--- Task details ---
Return, from the material below, each line in which "wall" occurs.

--- Exercise materials ---
* * * * * * *

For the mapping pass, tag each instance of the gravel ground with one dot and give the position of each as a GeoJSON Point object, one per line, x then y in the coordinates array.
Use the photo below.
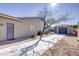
{"type": "Point", "coordinates": [68, 46]}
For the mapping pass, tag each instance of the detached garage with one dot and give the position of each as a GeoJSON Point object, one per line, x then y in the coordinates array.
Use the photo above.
{"type": "Point", "coordinates": [62, 28]}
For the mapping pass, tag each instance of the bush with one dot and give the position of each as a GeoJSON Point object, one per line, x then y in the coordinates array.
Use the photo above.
{"type": "Point", "coordinates": [46, 31]}
{"type": "Point", "coordinates": [33, 35]}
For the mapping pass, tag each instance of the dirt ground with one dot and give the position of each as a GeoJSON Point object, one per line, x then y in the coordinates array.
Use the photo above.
{"type": "Point", "coordinates": [68, 46]}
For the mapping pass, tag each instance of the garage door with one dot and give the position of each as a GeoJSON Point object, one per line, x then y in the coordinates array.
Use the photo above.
{"type": "Point", "coordinates": [62, 30]}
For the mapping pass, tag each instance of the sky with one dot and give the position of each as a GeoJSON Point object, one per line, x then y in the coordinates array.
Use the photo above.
{"type": "Point", "coordinates": [31, 9]}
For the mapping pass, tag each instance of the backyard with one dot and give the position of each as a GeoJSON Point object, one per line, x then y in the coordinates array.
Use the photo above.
{"type": "Point", "coordinates": [67, 46]}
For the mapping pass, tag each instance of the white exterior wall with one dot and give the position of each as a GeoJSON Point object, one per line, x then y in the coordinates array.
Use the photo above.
{"type": "Point", "coordinates": [68, 28]}
{"type": "Point", "coordinates": [20, 28]}
{"type": "Point", "coordinates": [34, 25]}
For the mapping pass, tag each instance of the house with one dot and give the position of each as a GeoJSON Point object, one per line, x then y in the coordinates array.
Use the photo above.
{"type": "Point", "coordinates": [63, 28]}
{"type": "Point", "coordinates": [13, 27]}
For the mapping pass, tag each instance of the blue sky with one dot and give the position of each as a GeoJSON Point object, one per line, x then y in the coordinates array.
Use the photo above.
{"type": "Point", "coordinates": [28, 9]}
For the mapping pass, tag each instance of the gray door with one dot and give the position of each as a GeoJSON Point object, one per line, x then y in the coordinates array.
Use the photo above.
{"type": "Point", "coordinates": [62, 30]}
{"type": "Point", "coordinates": [10, 31]}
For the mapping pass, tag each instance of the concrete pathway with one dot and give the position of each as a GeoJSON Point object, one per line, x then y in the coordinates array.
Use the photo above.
{"type": "Point", "coordinates": [21, 49]}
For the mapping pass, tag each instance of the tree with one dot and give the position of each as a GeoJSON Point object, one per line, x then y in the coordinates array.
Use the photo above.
{"type": "Point", "coordinates": [78, 24]}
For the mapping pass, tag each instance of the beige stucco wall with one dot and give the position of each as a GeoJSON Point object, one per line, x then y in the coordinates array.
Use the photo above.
{"type": "Point", "coordinates": [68, 28]}
{"type": "Point", "coordinates": [20, 28]}
{"type": "Point", "coordinates": [35, 25]}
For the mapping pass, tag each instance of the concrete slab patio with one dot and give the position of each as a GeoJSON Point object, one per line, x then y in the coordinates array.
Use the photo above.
{"type": "Point", "coordinates": [43, 45]}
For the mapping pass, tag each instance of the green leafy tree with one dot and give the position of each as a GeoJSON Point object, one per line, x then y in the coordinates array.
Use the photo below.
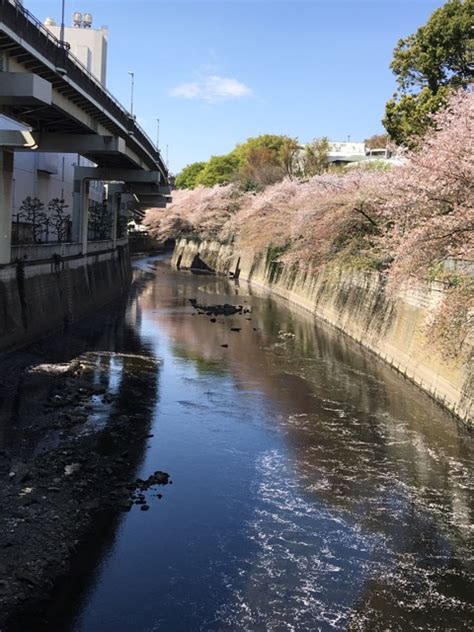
{"type": "Point", "coordinates": [428, 65]}
{"type": "Point", "coordinates": [219, 170]}
{"type": "Point", "coordinates": [266, 159]}
{"type": "Point", "coordinates": [188, 177]}
{"type": "Point", "coordinates": [288, 156]}
{"type": "Point", "coordinates": [377, 141]}
{"type": "Point", "coordinates": [316, 157]}
{"type": "Point", "coordinates": [57, 218]}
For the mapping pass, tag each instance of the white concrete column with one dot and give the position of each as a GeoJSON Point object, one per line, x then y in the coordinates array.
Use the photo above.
{"type": "Point", "coordinates": [80, 213]}
{"type": "Point", "coordinates": [6, 183]}
{"type": "Point", "coordinates": [85, 215]}
{"type": "Point", "coordinates": [115, 212]}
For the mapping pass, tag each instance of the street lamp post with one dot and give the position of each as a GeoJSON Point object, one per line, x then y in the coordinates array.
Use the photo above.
{"type": "Point", "coordinates": [61, 32]}
{"type": "Point", "coordinates": [132, 74]}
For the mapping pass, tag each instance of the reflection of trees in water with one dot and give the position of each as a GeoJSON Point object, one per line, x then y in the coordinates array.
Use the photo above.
{"type": "Point", "coordinates": [121, 364]}
{"type": "Point", "coordinates": [391, 458]}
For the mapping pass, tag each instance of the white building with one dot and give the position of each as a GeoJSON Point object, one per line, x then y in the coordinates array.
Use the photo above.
{"type": "Point", "coordinates": [47, 176]}
{"type": "Point", "coordinates": [88, 44]}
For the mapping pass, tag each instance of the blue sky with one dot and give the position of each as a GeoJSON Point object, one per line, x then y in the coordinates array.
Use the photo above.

* * * * * * *

--- Solution ---
For the mapping pass, tag each instance of the white exterior wall with one dot and give the position of each as a GeoJSON Point object, one per line, x then y in the coordinates array.
For the mapping pass, tag each instance of the beige stucco wall with one dot and give the position of each as a GeoJSON Point object, one per line, x then y in the coordinates array.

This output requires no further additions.